___ Available records
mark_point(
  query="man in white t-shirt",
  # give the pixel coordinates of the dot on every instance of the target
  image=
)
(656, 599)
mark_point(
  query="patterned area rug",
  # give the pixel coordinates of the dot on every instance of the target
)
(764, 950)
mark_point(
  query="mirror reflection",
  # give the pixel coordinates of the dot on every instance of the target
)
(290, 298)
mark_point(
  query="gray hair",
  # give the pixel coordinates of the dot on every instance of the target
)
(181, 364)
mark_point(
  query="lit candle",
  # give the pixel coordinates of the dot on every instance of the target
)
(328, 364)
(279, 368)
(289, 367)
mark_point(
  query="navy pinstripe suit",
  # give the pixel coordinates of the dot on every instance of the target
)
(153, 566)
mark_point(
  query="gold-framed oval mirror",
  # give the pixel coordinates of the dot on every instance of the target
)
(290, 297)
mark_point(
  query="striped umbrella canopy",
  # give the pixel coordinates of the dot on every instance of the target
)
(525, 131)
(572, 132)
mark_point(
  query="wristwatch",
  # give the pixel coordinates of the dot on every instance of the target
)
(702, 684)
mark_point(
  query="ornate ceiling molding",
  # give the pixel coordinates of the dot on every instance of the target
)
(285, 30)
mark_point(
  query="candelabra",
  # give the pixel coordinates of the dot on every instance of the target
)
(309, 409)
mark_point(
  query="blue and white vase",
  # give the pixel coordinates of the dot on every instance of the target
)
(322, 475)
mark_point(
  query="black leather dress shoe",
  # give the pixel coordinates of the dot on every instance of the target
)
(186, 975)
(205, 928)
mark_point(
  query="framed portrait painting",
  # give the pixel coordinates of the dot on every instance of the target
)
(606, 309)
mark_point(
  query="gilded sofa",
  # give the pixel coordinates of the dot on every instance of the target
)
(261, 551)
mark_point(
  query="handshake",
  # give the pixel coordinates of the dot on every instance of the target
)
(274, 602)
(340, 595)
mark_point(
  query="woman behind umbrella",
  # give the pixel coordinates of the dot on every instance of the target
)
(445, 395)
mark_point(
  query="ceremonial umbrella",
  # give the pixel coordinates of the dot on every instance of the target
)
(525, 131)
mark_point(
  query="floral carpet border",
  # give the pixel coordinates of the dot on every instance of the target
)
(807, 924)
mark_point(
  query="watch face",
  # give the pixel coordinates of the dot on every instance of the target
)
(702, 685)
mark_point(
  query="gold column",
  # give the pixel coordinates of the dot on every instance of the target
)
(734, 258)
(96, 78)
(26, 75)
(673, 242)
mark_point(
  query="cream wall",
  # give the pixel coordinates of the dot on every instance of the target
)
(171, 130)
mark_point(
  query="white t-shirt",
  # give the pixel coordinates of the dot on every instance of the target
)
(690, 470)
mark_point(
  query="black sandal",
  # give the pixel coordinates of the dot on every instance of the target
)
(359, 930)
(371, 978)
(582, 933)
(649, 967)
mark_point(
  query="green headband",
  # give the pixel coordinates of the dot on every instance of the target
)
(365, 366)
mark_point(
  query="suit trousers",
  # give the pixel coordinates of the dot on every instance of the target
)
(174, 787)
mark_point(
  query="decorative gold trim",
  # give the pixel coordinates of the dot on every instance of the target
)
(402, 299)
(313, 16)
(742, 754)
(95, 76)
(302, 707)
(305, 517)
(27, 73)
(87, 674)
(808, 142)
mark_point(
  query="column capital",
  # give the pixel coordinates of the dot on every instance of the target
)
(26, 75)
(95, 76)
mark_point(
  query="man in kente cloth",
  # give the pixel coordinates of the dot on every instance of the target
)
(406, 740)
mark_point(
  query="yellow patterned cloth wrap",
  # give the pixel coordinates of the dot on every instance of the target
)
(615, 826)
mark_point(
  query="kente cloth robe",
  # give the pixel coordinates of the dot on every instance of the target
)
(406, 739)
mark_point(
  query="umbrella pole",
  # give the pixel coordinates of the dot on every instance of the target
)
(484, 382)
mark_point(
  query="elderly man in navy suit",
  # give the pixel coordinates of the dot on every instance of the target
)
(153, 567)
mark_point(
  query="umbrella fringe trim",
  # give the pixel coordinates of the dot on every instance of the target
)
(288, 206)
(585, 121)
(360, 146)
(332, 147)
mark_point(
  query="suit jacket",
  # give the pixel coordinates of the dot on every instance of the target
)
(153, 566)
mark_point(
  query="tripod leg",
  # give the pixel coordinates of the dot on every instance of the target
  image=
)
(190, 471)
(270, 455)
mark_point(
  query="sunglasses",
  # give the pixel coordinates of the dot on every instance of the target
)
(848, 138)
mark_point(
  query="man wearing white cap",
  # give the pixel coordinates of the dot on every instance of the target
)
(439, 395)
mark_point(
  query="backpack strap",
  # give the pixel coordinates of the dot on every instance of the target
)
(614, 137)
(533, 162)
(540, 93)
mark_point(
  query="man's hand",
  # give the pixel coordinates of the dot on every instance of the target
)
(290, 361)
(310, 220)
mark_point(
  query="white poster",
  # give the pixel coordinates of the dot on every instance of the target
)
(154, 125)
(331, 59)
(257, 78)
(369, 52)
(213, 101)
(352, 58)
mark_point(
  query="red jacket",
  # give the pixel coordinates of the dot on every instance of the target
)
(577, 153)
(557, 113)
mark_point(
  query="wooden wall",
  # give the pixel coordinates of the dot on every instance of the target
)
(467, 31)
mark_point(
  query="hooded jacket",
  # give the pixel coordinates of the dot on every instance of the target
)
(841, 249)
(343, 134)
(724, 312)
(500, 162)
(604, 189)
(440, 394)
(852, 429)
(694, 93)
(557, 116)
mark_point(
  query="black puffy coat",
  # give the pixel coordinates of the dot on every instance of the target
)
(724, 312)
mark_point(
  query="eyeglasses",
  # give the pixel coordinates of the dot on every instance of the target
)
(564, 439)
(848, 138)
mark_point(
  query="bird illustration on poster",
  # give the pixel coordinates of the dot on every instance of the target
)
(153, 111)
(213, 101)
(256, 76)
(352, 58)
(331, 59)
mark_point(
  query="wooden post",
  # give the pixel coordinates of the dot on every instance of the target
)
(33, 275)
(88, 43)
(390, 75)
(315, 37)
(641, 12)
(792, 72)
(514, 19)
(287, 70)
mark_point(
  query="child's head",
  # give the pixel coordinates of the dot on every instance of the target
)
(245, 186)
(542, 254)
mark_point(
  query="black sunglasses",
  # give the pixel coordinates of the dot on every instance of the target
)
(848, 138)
______
Repeat the data exactly. Leave nothing out.

**Task result:**
mark_point(
  query="man in white t-shirt",
  # give the pixel coordinates of the dot on every instance of the target
  image=
)
(656, 599)
mark_point(
  query="patterned area rug",
  # give the pixel coordinates of the dot on every instance of the target
)
(764, 950)
mark_point(
  query="mirror reflection",
  # give the pixel coordinates of the dot on every instance of the target
)
(290, 298)
mark_point(
  query="gray hair",
  # give the pixel coordinates of the dot on every instance of the target
)
(181, 364)
mark_point(
  query="lit candle",
  # give the pixel coordinates of the dot on every instance of the target
)
(328, 364)
(279, 368)
(289, 367)
mark_point(
  query="navy pinstripe suit",
  # give the pixel coordinates of the dot on every instance of the target
)
(153, 566)
mark_point(
  query="gold-framed oval mirror",
  # give the pixel coordinates of the dot on every instance of the target
)
(290, 297)
mark_point(
  query="striped umbrella canopy",
  # give the pixel coordinates of the dot on every instance of the target
)
(525, 131)
(572, 132)
mark_point(
  query="wristwatch",
  # give the pixel coordinates of the dot on every instance of the target
)
(702, 684)
mark_point(
  query="ornate ceiling molding",
  # give the pixel coordinates of the dot on every instance of the target
)
(285, 30)
mark_point(
  query="candelabra",
  # give the pixel coordinates of the dot on every instance of the target
)
(309, 409)
mark_point(
  query="blue and white vase",
  # give the pixel coordinates of the dot on every instance of the target
)
(322, 475)
mark_point(
  query="black leather dress shoe",
  # give the pixel coordinates of the dot on every instance of the target
)
(186, 975)
(205, 928)
mark_point(
  query="framed portrait painting",
  # give the pixel coordinates of the dot on every instance of the target
)
(606, 309)
mark_point(
  query="gilded sofa",
  # give the pixel coordinates of the dot on every instance of the target
)
(261, 551)
mark_point(
  query="handshake",
  # give the pixel coordinates of the dot on every instance of the target
)
(274, 602)
(340, 595)
mark_point(
  query="woman behind umbrella",
  # give the pixel coordinates of the dot on every instance of the target
)
(445, 395)
mark_point(
  query="ceremonial umbrella",
  # give the pixel coordinates of the dot on every instance of the target
)
(525, 131)
mark_point(
  query="floral carpet border",
  # give the pixel coordinates of the dot on every instance of the target
)
(807, 924)
mark_point(
  query="watch face",
  # give the pixel coordinates of the dot on every instance of the target
)
(702, 685)
mark_point(
  query="gold column",
  # give the pixel coordinates of the dot on every instance of the target
)
(734, 258)
(96, 78)
(26, 75)
(673, 242)
mark_point(
  query="cream wall",
  # give the pixel coordinates of the dot on every instance of the target
)
(171, 130)
mark_point(
  query="white t-shirt",
  # give the pixel coordinates of the dot on every instance of the target
)
(690, 470)
mark_point(
  query="black sandal",
  # give the pixel coordinates of the dot on every instance of the target
)
(359, 930)
(371, 978)
(582, 933)
(649, 967)
mark_point(
  query="green headband",
  # give the pixel coordinates of the dot on every instance of the target
)
(365, 366)
mark_point(
  query="suit trousers",
  # give the pixel coordinates of the dot on every instance of the target
)
(174, 787)
mark_point(
  query="decorative gold trim",
  # give the pixel coordinates of the dot on every instance of the target
)
(402, 299)
(313, 16)
(742, 754)
(95, 76)
(302, 707)
(305, 517)
(27, 73)
(87, 674)
(808, 142)
mark_point(
  query="column capital",
  # give the pixel coordinates of the dot on every instance of the target
)
(26, 75)
(95, 76)
mark_point(
  query="man in kente cloth",
  # give the pixel coordinates of the dot on every instance of the target
)
(406, 740)
mark_point(
  query="yellow patterned cloth wrap",
  # give the pixel coordinates of the dot on every instance of the target
)
(615, 826)
mark_point(
  query="kente cloth robe",
  # give the pixel coordinates of the dot on every instance of the target
)
(406, 739)
mark_point(
  query="umbrella pole",
  # give the pixel coordinates of the dot on every instance of the target
)
(484, 382)
mark_point(
  query="elderly man in navy suit",
  # give the pixel coordinates of the dot on every instance of the target
)
(153, 567)
mark_point(
  query="umbrella fringe trim",
  # give the pixel coordinates of the dot on every instance of the target
)
(288, 206)
(585, 121)
(360, 146)
(332, 147)
mark_point(
  query="suit jacket",
  # give the pixel coordinates of the dot on every instance of the target
)
(153, 566)
mark_point(
  query="tripod leg",
  # give the pixel coordinates of the dot on every instance of the target
  image=
)
(190, 471)
(270, 455)
mark_point(
  query="sunglasses",
  # give the pixel coordinates of the dot on every instance of the target
)
(848, 138)
mark_point(
  query="man wearing white cap",
  # give the pixel coordinates of the dot on every instance of the target
)
(439, 395)
mark_point(
  query="backpack strap",
  # give the pixel coordinates of the dot on every instance of the target
)
(614, 137)
(533, 162)
(540, 93)
mark_point(
  query="man's hand",
  # give the pixel coordinates of the dot on every instance of the target
)
(290, 361)
(310, 220)
mark_point(
  query="white poster",
  # give the pixel coordinates of the dot on every instance of the target
)
(154, 125)
(331, 59)
(257, 78)
(369, 52)
(213, 101)
(352, 58)
mark_point(
  query="red jacket",
  # give the pixel coordinates of the dot on every instance of the target
)
(577, 153)
(557, 113)
mark_point(
  query="wooden wall",
  # give the pixel coordinates of the dot on every instance of the target
)
(467, 31)
mark_point(
  query="hooded jacket",
  # give the pixel coordinates of the dot on every instance of the target
)
(841, 249)
(343, 134)
(724, 312)
(500, 162)
(604, 189)
(440, 394)
(852, 429)
(694, 93)
(557, 116)
mark_point(
  query="black puffy coat",
  # give the pixel coordinates of the dot on every instance of the target
)
(724, 312)
mark_point(
  query="eyeglasses",
  # give the pixel coordinates of the dot on every instance of the target
)
(564, 439)
(848, 138)
mark_point(
  query="bird illustration on poster",
  # give the pixel coordinates of the dot on every instance of the target
)
(153, 111)
(213, 101)
(256, 76)
(352, 58)
(331, 59)
mark_point(
  query="wooden post",
  # give the pixel coordinates of the dot on every instance of the target
)
(33, 275)
(88, 43)
(390, 75)
(315, 37)
(641, 12)
(792, 72)
(514, 19)
(287, 70)
mark_point(
  query="child's head",
  # give the pixel coordinates of the dot on every instance of the target
)
(245, 186)
(542, 254)
mark_point(
  query="black sunglasses",
  # give the pixel coordinates of the dot on every instance of the target
)
(848, 138)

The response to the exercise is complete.